Please set down every entry from the listing below, word for word.
Start of Block
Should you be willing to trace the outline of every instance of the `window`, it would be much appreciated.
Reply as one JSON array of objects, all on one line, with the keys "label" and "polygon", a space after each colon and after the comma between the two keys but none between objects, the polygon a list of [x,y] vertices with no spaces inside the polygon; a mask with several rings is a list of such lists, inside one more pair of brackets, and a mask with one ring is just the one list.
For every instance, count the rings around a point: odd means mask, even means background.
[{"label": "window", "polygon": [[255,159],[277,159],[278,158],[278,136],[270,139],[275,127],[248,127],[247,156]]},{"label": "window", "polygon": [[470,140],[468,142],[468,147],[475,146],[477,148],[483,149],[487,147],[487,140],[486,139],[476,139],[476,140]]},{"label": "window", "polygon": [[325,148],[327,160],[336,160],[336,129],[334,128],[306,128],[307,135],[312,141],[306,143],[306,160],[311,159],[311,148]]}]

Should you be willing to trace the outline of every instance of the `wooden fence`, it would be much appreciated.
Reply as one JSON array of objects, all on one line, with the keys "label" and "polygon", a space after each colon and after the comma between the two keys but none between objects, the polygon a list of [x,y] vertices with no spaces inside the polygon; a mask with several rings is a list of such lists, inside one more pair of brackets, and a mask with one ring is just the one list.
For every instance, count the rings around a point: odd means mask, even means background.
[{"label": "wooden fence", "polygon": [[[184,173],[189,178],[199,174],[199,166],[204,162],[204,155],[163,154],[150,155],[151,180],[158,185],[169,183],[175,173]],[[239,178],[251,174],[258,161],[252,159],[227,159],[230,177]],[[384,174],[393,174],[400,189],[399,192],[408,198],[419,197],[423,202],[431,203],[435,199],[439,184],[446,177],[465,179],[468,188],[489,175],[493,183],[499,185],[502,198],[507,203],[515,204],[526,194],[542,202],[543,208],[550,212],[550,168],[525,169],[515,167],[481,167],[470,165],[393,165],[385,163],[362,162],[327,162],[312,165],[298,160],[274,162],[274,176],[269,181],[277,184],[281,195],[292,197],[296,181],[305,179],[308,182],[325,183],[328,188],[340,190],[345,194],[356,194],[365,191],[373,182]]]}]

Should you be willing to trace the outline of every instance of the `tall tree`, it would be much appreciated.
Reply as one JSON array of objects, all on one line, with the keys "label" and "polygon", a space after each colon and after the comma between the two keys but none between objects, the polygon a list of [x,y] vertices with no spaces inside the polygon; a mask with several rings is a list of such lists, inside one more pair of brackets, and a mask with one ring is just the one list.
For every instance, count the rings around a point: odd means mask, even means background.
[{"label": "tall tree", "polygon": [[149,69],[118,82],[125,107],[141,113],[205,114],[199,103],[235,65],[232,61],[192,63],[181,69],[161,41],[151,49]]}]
End of Block
Solution to this task:
Should you be willing to trace the outline of every instance of the `window`, it would be much appreciated.
Reply as one JSON array of objects, all on one line, with the keys "label" and "polygon", a space after each colon and after the comma between the two keys but none between objects, the polygon a list of [x,y] vertices with no spaces inside the polygon; a mask with several rings is a list of such lists, inside one more pair of brackets, and a mask with one ring is just the one list.
For every instance, count the rings around a point: odd means mask, even means background.
[{"label": "window", "polygon": [[255,159],[277,159],[278,158],[278,136],[270,139],[275,127],[248,127],[247,156]]},{"label": "window", "polygon": [[470,140],[468,142],[468,147],[475,146],[477,148],[483,149],[487,147],[487,140],[486,139],[476,139],[476,140]]},{"label": "window", "polygon": [[325,148],[327,160],[336,160],[336,129],[334,128],[306,128],[307,135],[312,141],[306,143],[306,160],[311,159],[311,148]]}]

Should you be willing to trace the outline of every instance of the `wooden fence`, it would be much appreciated.
Reply as one JSON array of objects, all on one line, with the keys "label" and "polygon", a space after each colon and after the comma between the two keys but none between objects, the polygon a list of [x,y] vertices with no spaces inside the polygon; a mask with several rings is a list of such lists, inside one more pair of brackets, and a mask with one ring is just the one list.
For every instance, count the rings around a point: odd means mask, even means background.
[{"label": "wooden fence", "polygon": [[[184,173],[189,178],[199,174],[199,166],[204,162],[204,155],[163,154],[150,155],[151,180],[158,185],[169,183],[175,173]],[[239,178],[251,174],[258,161],[252,159],[227,159],[230,177]],[[384,174],[393,174],[400,189],[399,192],[408,198],[419,197],[423,202],[431,203],[435,199],[439,184],[446,177],[465,179],[468,188],[489,175],[493,183],[499,185],[502,198],[507,203],[515,204],[526,194],[542,202],[543,208],[550,212],[550,168],[525,169],[515,167],[481,167],[470,165],[393,165],[385,163],[362,162],[327,162],[312,165],[298,160],[274,162],[274,176],[269,181],[277,184],[281,195],[292,197],[296,181],[305,179],[308,182],[325,183],[328,188],[340,190],[345,194],[356,194],[365,191],[373,182]]]}]

Should you be willing to trace the outline of every instance of the `tall tree`, it would be much appreciated.
Reply as one JSON array of objects, all on one line, with the keys "label" and "polygon", a space after each colon and after the comma between the two keys but none between objects, the polygon a list of [x,y] vertices with no spaces inside the polygon; a mask with several rings is a list of such lists, inside one more pair of brackets, and a mask with one ring is just the one list.
For every instance, count the rings around a point: odd means mask, even means background.
[{"label": "tall tree", "polygon": [[149,69],[118,82],[125,107],[141,113],[205,114],[199,103],[235,65],[232,61],[192,63],[181,69],[161,41],[151,49]]}]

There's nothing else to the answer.